▶ Do this
Find every line below that contains the word "wooden" and copy each one.

==== Dataset records

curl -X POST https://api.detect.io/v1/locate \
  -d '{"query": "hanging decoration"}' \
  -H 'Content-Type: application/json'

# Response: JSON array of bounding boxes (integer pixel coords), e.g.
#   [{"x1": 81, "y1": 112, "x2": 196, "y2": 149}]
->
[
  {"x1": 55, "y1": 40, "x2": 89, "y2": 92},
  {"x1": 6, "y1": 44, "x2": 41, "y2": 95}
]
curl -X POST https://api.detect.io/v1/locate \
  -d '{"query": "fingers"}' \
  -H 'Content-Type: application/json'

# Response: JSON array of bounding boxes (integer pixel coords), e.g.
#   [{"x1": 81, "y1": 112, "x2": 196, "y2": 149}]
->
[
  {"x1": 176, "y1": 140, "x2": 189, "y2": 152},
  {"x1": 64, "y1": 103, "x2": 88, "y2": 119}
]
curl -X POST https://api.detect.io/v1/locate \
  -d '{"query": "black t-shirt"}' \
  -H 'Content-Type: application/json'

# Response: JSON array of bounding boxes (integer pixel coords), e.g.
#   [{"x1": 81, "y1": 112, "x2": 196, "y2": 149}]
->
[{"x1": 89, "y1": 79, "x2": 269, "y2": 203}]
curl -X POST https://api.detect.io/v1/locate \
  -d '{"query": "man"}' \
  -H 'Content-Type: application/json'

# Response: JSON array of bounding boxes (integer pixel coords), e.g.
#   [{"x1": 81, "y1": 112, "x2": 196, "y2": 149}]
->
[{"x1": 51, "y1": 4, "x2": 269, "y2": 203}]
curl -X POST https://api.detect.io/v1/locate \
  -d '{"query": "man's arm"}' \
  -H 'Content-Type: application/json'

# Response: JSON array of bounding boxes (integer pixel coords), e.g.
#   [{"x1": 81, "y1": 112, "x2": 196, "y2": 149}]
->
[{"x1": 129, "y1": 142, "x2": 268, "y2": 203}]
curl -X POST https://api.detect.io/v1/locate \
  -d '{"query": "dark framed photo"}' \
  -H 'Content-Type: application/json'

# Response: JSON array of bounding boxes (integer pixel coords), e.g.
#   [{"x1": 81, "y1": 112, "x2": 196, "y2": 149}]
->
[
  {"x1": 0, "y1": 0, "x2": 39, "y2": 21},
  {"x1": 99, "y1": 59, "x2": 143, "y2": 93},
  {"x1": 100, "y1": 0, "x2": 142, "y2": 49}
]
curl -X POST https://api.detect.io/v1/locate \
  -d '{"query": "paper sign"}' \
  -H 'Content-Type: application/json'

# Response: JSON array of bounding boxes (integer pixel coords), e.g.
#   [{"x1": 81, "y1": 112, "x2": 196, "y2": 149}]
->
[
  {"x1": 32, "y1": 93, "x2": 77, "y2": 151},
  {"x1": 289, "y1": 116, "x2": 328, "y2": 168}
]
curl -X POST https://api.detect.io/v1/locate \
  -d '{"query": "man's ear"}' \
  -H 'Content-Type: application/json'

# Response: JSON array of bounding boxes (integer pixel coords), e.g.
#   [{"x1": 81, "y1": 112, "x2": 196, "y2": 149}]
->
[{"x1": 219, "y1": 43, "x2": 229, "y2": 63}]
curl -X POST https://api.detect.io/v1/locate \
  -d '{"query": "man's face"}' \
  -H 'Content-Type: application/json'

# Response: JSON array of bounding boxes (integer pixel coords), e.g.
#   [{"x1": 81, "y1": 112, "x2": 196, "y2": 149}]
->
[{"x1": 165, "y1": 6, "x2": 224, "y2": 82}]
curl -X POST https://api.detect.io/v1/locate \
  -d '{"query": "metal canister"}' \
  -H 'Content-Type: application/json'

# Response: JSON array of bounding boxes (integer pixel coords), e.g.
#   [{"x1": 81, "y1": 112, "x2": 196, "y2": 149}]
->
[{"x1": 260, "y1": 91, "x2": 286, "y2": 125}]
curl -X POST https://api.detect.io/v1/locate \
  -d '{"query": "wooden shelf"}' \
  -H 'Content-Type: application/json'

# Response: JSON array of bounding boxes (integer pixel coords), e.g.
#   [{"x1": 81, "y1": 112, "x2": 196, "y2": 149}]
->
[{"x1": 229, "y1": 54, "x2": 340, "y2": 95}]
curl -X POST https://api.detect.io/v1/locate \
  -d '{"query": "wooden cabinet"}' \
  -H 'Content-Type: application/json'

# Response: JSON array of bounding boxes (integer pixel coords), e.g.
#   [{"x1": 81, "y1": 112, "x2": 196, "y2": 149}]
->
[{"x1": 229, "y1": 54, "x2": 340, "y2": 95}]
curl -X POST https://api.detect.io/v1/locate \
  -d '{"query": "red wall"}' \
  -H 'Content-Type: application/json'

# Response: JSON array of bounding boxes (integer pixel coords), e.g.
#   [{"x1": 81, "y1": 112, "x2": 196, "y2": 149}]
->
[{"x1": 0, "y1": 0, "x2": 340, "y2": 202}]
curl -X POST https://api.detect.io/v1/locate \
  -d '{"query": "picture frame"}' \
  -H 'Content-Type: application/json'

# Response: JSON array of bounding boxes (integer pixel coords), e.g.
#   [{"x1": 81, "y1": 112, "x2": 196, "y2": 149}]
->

========

▶ Result of the exercise
  -d '{"query": "wooden shelf"}' \
  -d '{"query": "wooden cabinet"}' \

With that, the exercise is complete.